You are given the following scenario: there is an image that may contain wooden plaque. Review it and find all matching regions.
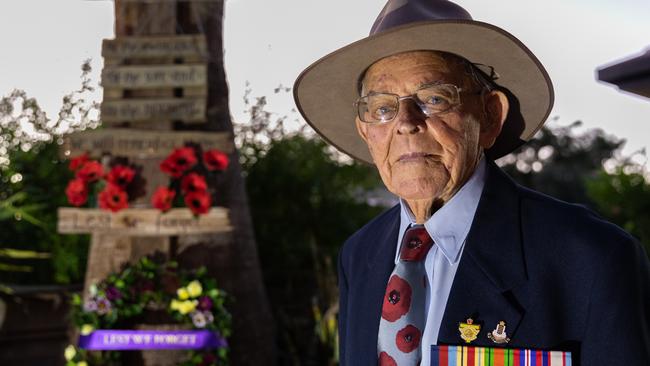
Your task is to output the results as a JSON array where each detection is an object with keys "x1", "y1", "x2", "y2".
[
  {"x1": 102, "y1": 65, "x2": 208, "y2": 89},
  {"x1": 59, "y1": 128, "x2": 233, "y2": 159},
  {"x1": 57, "y1": 207, "x2": 232, "y2": 236},
  {"x1": 102, "y1": 35, "x2": 208, "y2": 59},
  {"x1": 101, "y1": 97, "x2": 205, "y2": 123}
]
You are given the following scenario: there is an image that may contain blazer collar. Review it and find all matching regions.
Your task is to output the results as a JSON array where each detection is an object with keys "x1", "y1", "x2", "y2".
[
  {"x1": 465, "y1": 161, "x2": 527, "y2": 291},
  {"x1": 438, "y1": 162, "x2": 528, "y2": 346}
]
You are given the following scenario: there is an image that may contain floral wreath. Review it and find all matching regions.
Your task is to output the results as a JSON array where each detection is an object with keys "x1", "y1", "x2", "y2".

• [Task brief] Rewrite every row above, requests included, multiplying each box coordinate in the answers by 0.7 and rounding to whole numbers, with halves rounded up. Leave the pictures out.

• [Response to this exercise]
You are given the following scenario: there is an image that may contain wooden plaque. Review it and find all matching regions.
Your task is to output the results as a JSON array where each detection is an object with keys "x1", "y1", "x2", "y2".
[
  {"x1": 71, "y1": 46, "x2": 146, "y2": 62},
  {"x1": 41, "y1": 90, "x2": 163, "y2": 111},
  {"x1": 40, "y1": 145, "x2": 162, "y2": 165},
  {"x1": 71, "y1": 25, "x2": 146, "y2": 41},
  {"x1": 71, "y1": 68, "x2": 144, "y2": 86}
]
You are given the following scenario: there is an image that may contain blazer collar. Review it and find all matching regions.
Your task is to output the results as a JSON array where each detection is an object with keys "x1", "y1", "x2", "y2".
[
  {"x1": 326, "y1": 113, "x2": 369, "y2": 204},
  {"x1": 307, "y1": 113, "x2": 370, "y2": 242}
]
You are given the following scenario: there is an image that may contain floral wreath. Review it and find all matching regions.
Your task is to output the results as a JSON array where each detection is an object with keys "x1", "y1", "x2", "y2".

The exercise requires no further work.